Exercise - Below are records; from the line containing "of the dormer" through the very last line, output each line exactly. No pictures.
[Opening The data section]
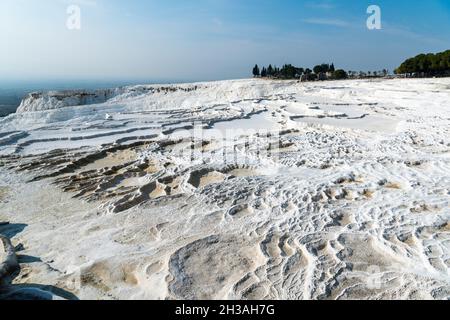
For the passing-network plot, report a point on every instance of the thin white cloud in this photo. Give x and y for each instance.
(327, 22)
(321, 5)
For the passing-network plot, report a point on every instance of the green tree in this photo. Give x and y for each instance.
(256, 72)
(270, 70)
(340, 74)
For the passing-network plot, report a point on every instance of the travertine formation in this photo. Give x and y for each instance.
(244, 189)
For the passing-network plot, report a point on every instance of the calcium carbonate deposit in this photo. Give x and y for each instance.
(247, 189)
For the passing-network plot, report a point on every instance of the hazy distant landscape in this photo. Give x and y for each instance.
(224, 150)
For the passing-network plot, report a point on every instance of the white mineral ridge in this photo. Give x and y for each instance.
(113, 198)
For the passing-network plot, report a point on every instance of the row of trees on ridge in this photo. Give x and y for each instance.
(426, 65)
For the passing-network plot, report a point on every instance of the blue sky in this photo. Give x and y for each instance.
(210, 39)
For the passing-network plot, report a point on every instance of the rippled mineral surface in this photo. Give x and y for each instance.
(246, 189)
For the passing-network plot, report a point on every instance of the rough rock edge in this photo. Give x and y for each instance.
(10, 263)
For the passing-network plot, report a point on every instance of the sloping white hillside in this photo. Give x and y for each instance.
(246, 189)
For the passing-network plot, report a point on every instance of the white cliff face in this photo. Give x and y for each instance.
(59, 99)
(246, 189)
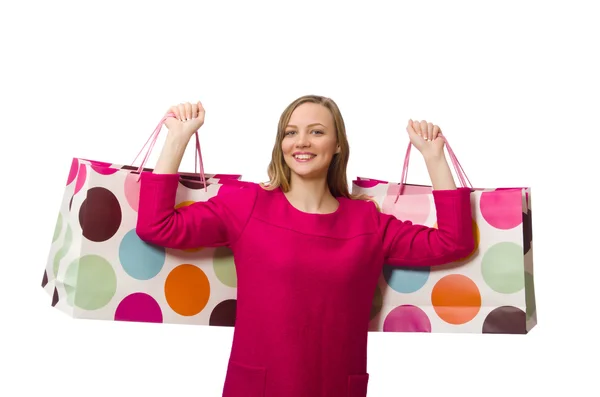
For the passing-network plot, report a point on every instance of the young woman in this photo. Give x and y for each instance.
(308, 255)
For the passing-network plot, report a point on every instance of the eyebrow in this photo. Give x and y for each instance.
(310, 125)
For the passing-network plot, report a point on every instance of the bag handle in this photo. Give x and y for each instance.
(152, 139)
(460, 172)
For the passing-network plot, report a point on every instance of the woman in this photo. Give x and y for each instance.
(308, 255)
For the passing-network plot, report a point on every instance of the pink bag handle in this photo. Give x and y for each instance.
(460, 172)
(152, 139)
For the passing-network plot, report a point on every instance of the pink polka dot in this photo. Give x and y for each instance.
(73, 171)
(502, 208)
(413, 204)
(407, 318)
(81, 175)
(139, 307)
(132, 190)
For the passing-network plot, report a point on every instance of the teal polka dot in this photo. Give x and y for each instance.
(90, 282)
(405, 280)
(139, 259)
(502, 267)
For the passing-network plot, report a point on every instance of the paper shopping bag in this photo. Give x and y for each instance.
(98, 268)
(490, 291)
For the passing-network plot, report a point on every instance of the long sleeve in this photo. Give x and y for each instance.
(407, 244)
(216, 222)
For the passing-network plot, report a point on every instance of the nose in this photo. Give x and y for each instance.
(302, 139)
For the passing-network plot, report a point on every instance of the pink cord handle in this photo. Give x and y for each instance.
(152, 139)
(460, 172)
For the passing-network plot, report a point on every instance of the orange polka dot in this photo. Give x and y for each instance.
(187, 290)
(456, 299)
(185, 204)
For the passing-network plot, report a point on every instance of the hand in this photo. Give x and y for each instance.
(426, 137)
(188, 118)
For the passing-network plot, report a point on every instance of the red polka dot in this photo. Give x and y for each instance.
(502, 208)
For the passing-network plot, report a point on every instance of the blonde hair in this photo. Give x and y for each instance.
(279, 172)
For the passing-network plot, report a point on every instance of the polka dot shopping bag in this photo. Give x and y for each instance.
(490, 291)
(98, 268)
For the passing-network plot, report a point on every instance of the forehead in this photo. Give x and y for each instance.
(308, 113)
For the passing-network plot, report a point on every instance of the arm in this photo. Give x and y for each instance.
(216, 222)
(407, 244)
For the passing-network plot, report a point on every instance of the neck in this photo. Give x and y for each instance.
(311, 195)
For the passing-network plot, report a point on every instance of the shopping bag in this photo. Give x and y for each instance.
(490, 291)
(98, 268)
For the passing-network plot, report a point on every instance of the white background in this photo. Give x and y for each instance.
(513, 85)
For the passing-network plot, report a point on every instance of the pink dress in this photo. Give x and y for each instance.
(305, 281)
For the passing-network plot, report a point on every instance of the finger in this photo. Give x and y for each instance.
(181, 108)
(424, 129)
(436, 131)
(175, 111)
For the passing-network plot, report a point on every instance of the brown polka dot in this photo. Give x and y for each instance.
(100, 214)
(55, 297)
(505, 320)
(45, 279)
(224, 313)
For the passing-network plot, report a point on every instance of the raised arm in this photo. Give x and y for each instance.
(406, 244)
(216, 222)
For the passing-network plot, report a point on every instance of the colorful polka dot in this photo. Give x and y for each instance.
(90, 282)
(68, 240)
(139, 307)
(139, 259)
(502, 267)
(456, 299)
(505, 320)
(377, 303)
(502, 209)
(224, 267)
(100, 214)
(132, 191)
(224, 313)
(405, 279)
(187, 290)
(407, 318)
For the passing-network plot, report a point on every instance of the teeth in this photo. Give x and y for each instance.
(304, 156)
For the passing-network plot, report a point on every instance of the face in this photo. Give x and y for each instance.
(310, 141)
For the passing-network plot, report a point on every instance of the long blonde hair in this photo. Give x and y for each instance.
(279, 172)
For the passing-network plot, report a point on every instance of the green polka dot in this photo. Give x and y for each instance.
(529, 295)
(224, 266)
(503, 268)
(90, 282)
(57, 228)
(63, 250)
(377, 303)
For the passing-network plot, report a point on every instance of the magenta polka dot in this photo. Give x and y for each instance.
(73, 171)
(413, 204)
(407, 318)
(81, 175)
(139, 307)
(502, 208)
(132, 190)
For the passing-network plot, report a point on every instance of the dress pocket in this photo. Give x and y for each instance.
(357, 385)
(244, 380)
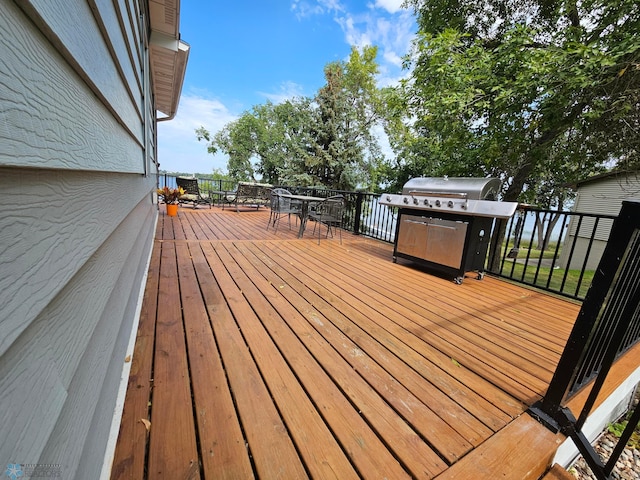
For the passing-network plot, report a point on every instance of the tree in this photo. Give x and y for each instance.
(325, 141)
(346, 153)
(531, 91)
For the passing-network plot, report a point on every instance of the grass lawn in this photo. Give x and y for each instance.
(546, 277)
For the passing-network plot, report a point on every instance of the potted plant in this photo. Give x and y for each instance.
(170, 197)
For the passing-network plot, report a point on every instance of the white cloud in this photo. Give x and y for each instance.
(178, 147)
(391, 6)
(392, 34)
(288, 91)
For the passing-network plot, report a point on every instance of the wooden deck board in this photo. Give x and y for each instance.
(276, 357)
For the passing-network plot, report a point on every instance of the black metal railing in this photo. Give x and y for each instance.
(205, 184)
(553, 250)
(607, 326)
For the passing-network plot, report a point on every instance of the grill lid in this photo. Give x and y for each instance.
(465, 187)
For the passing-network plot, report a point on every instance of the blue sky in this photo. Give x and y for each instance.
(246, 52)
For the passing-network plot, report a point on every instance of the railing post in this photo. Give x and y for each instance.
(608, 324)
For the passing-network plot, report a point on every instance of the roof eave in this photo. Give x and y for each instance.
(168, 56)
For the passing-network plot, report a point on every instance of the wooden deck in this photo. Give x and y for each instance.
(261, 355)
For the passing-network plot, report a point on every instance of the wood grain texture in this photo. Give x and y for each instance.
(329, 361)
(53, 222)
(51, 118)
(73, 342)
(72, 26)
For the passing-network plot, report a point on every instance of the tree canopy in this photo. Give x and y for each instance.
(537, 92)
(325, 141)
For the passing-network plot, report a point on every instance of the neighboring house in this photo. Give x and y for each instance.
(80, 86)
(601, 195)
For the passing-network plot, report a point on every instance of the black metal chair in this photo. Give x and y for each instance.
(282, 206)
(194, 195)
(329, 212)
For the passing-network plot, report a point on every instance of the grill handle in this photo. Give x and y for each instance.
(423, 193)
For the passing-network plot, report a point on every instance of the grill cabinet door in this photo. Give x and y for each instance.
(412, 236)
(446, 242)
(433, 239)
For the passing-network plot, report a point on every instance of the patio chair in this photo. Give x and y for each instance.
(283, 206)
(329, 212)
(194, 195)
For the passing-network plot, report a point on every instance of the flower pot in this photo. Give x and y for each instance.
(172, 209)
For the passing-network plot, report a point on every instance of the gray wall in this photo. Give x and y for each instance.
(77, 174)
(603, 195)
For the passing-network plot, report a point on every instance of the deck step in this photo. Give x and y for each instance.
(557, 473)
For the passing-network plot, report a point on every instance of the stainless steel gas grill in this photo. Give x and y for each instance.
(445, 223)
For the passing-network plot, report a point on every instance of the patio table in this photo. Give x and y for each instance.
(305, 201)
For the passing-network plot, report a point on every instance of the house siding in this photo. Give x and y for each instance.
(601, 196)
(78, 169)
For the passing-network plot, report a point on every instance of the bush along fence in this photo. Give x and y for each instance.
(552, 250)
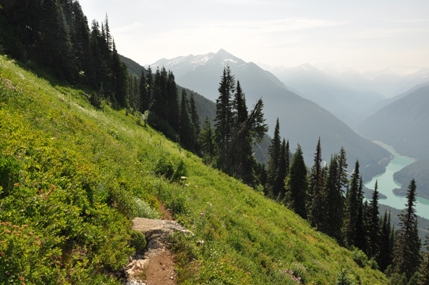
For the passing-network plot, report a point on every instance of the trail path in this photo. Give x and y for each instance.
(156, 265)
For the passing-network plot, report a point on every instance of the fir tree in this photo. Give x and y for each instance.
(297, 186)
(282, 170)
(424, 268)
(273, 162)
(172, 104)
(194, 115)
(373, 225)
(315, 205)
(384, 258)
(224, 115)
(360, 228)
(333, 203)
(352, 209)
(407, 256)
(144, 94)
(186, 133)
(206, 141)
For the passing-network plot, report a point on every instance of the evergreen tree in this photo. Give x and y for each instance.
(172, 107)
(315, 205)
(273, 162)
(282, 170)
(424, 268)
(206, 141)
(224, 116)
(333, 202)
(373, 225)
(352, 209)
(384, 258)
(194, 115)
(186, 133)
(360, 229)
(144, 94)
(297, 186)
(119, 79)
(407, 256)
(54, 46)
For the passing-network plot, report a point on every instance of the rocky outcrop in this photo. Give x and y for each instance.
(157, 233)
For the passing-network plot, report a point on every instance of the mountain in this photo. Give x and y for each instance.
(396, 79)
(301, 120)
(73, 177)
(349, 105)
(403, 124)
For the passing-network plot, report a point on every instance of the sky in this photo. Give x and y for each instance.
(364, 34)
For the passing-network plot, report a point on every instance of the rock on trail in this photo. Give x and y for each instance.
(155, 265)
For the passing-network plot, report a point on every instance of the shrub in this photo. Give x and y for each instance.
(138, 241)
(359, 257)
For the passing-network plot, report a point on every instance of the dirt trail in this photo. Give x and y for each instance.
(156, 265)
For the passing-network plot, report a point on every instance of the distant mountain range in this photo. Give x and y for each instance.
(404, 124)
(350, 105)
(301, 120)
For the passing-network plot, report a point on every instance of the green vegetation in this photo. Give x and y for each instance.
(73, 176)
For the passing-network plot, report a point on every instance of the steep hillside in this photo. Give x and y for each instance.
(73, 176)
(418, 170)
(349, 105)
(301, 120)
(403, 124)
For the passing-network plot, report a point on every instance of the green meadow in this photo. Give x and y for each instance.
(73, 177)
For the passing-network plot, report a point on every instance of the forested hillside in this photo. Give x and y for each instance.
(85, 148)
(73, 176)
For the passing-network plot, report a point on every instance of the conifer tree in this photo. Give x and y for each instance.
(194, 115)
(224, 115)
(360, 229)
(352, 209)
(282, 170)
(424, 268)
(384, 258)
(407, 256)
(144, 94)
(315, 205)
(186, 133)
(206, 141)
(120, 79)
(172, 107)
(333, 202)
(373, 225)
(273, 162)
(297, 186)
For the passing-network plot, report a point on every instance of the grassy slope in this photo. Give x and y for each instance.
(248, 239)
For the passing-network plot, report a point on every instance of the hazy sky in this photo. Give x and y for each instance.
(362, 34)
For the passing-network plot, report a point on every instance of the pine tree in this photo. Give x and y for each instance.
(119, 79)
(282, 170)
(360, 228)
(333, 202)
(206, 141)
(407, 256)
(384, 258)
(273, 162)
(144, 94)
(172, 106)
(352, 209)
(424, 268)
(186, 133)
(194, 114)
(224, 116)
(297, 186)
(373, 225)
(55, 45)
(315, 205)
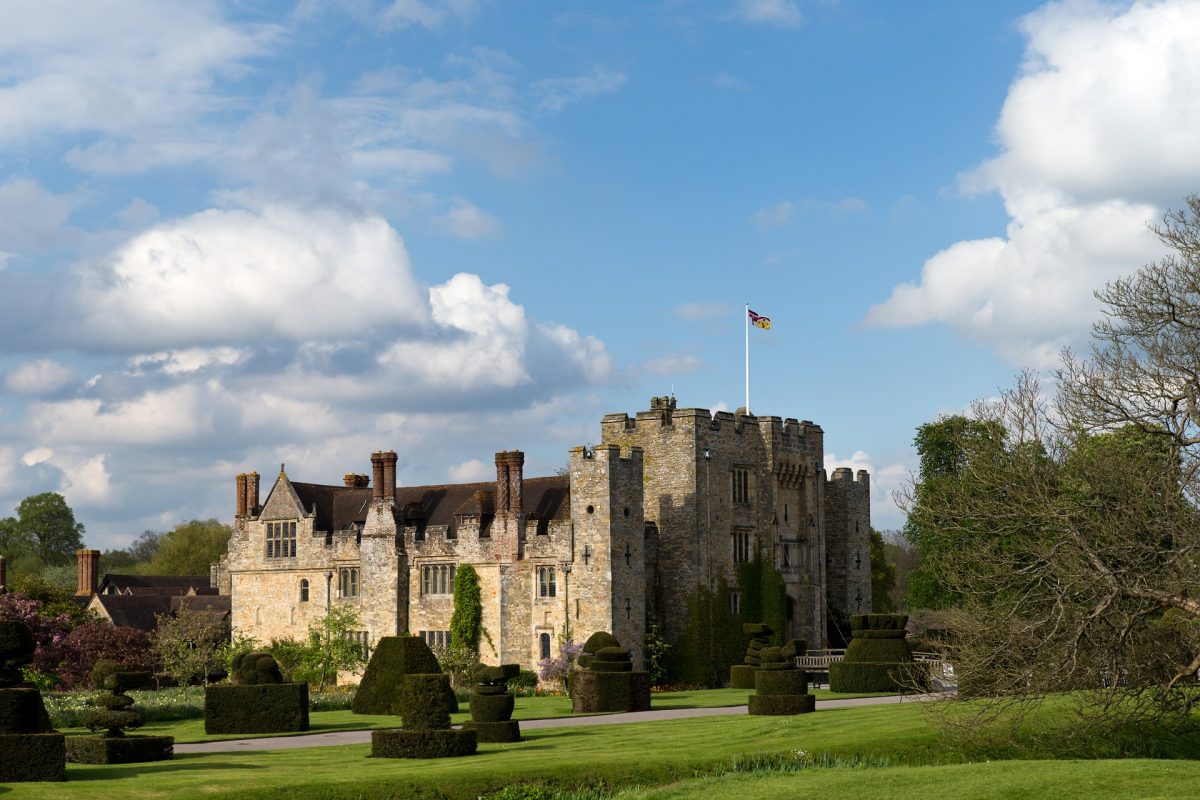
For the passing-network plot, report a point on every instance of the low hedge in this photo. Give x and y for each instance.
(495, 732)
(423, 744)
(383, 683)
(491, 708)
(33, 757)
(781, 704)
(877, 677)
(268, 708)
(595, 692)
(22, 710)
(780, 681)
(742, 677)
(119, 750)
(877, 650)
(425, 702)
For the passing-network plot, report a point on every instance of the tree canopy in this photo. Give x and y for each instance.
(45, 528)
(1063, 529)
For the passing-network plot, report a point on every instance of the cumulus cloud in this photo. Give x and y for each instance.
(468, 221)
(1098, 138)
(773, 216)
(781, 13)
(221, 277)
(40, 377)
(559, 92)
(469, 471)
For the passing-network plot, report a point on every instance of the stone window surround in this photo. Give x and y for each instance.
(281, 539)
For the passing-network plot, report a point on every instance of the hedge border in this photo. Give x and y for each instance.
(119, 750)
(396, 743)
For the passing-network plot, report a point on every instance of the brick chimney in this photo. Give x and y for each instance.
(389, 475)
(88, 572)
(240, 494)
(377, 475)
(251, 494)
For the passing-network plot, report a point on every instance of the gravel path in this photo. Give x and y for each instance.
(363, 737)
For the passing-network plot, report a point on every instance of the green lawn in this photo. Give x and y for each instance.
(897, 751)
(527, 708)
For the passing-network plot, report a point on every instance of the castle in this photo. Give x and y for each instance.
(669, 500)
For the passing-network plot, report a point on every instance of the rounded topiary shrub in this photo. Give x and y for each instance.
(425, 702)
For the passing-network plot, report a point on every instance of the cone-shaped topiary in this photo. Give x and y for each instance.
(30, 750)
(425, 704)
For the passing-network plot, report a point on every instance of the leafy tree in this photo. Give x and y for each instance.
(190, 548)
(883, 576)
(467, 620)
(45, 527)
(191, 644)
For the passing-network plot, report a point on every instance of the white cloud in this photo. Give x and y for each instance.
(228, 276)
(40, 377)
(559, 92)
(177, 362)
(469, 471)
(467, 221)
(773, 216)
(1098, 138)
(159, 61)
(675, 364)
(31, 217)
(783, 13)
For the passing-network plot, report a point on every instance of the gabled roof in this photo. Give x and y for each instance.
(339, 507)
(135, 611)
(153, 584)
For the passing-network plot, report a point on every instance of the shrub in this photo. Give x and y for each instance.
(423, 744)
(425, 701)
(269, 708)
(381, 691)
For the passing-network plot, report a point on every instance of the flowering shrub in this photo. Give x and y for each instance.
(557, 671)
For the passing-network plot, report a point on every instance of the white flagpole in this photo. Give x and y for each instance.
(748, 358)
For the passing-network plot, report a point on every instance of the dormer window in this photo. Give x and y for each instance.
(281, 540)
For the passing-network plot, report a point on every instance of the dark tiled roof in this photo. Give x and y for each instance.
(339, 507)
(145, 584)
(136, 611)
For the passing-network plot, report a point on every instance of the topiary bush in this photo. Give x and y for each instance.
(255, 668)
(877, 659)
(382, 687)
(265, 708)
(30, 750)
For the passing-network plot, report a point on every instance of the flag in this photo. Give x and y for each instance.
(759, 320)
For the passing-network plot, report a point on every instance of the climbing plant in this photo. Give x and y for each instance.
(467, 621)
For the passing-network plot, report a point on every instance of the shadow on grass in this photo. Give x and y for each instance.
(178, 764)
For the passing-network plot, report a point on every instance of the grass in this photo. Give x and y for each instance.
(885, 751)
(527, 708)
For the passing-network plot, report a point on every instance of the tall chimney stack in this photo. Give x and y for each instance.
(377, 475)
(251, 494)
(502, 482)
(389, 475)
(240, 512)
(87, 571)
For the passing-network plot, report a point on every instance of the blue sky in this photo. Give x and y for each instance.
(235, 234)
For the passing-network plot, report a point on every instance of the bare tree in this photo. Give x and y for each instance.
(1071, 539)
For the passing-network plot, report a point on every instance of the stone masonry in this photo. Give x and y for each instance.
(671, 499)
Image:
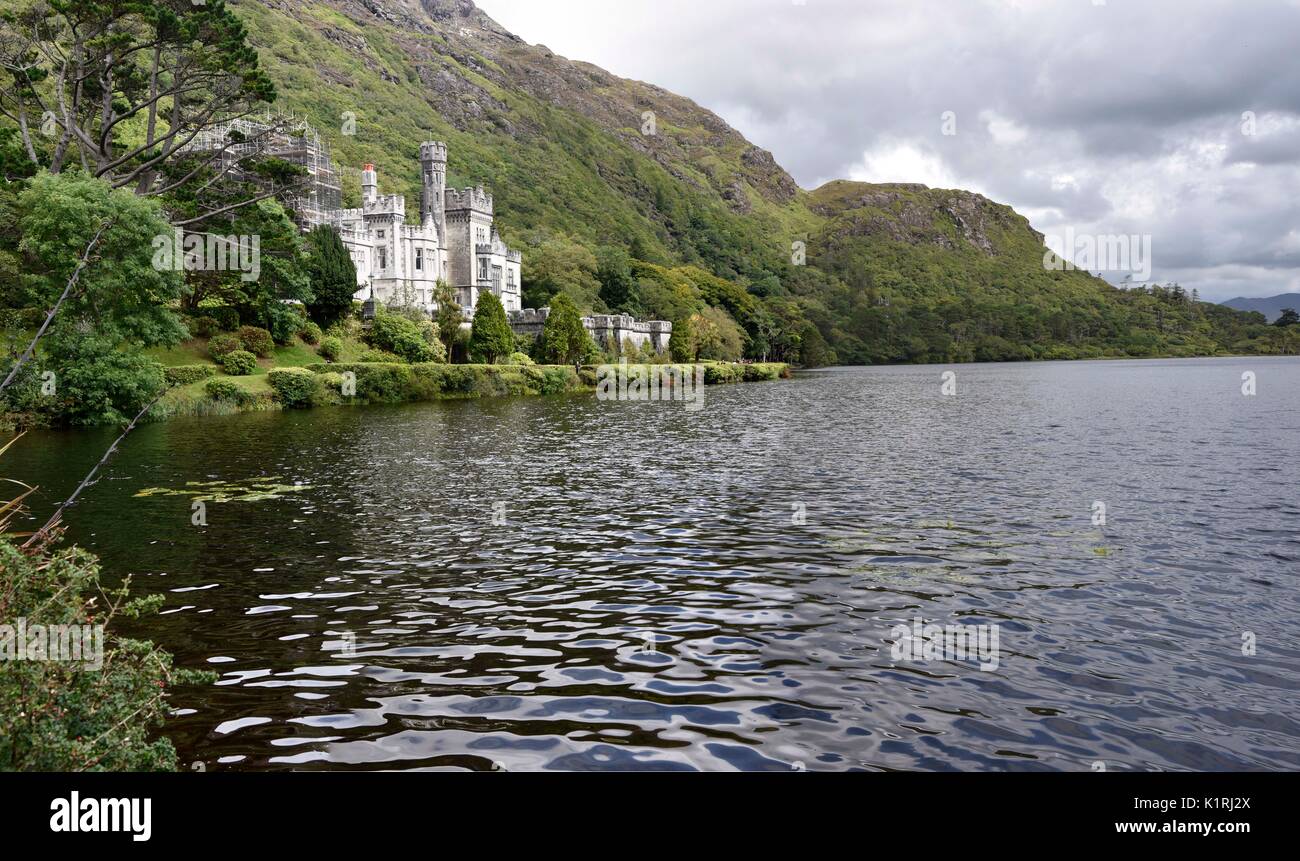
[Closing The data section]
Response to the exercise -
For the passing-network plot, report a point on every instance of the dormer window in this photo. Give x and y for each instance.
(281, 540)
For the passing-network plot, report a point on every instance of the dark tiled roof in this photo. Give x and y for each instance.
(339, 507)
(145, 584)
(136, 611)
For the passing-network plot, report a point on every instance of the topiary bush in this photo. Give x and y for each instance.
(255, 668)
(877, 659)
(382, 687)
(265, 708)
(30, 750)
For the passing-network plot, report a point on every instance of the flag in this photo. Give x and y for each instance.
(759, 320)
For the passing-network plot, report a point on every instance of the climbing plant in this photo. Give x and y for each instance.
(467, 621)
For the passing-network plot, report a point on every instance of the shadow on grass in this photo. Give x and y for each instance.
(178, 764)
For the passing-network plot, report a point on every instance of the grass in this photo. Give x and y for each instance.
(885, 751)
(527, 708)
For the passing-network plot, report a point on every instance of the tall chimney stack in this photo. Give x and y for each instance.
(377, 475)
(251, 494)
(502, 482)
(389, 475)
(240, 512)
(87, 571)
For the passing-network plot, report a point on every instance of the blue sky in this photo. Give x and y for each instance.
(235, 234)
For the passing-network plot, report a point on every instance of the bare tree in this photo. Give x and y for each instance.
(1071, 539)
For the passing-network plot, report a point on every instance of the stone masonry in this photo. Give x and y for each instance.
(671, 499)
Image:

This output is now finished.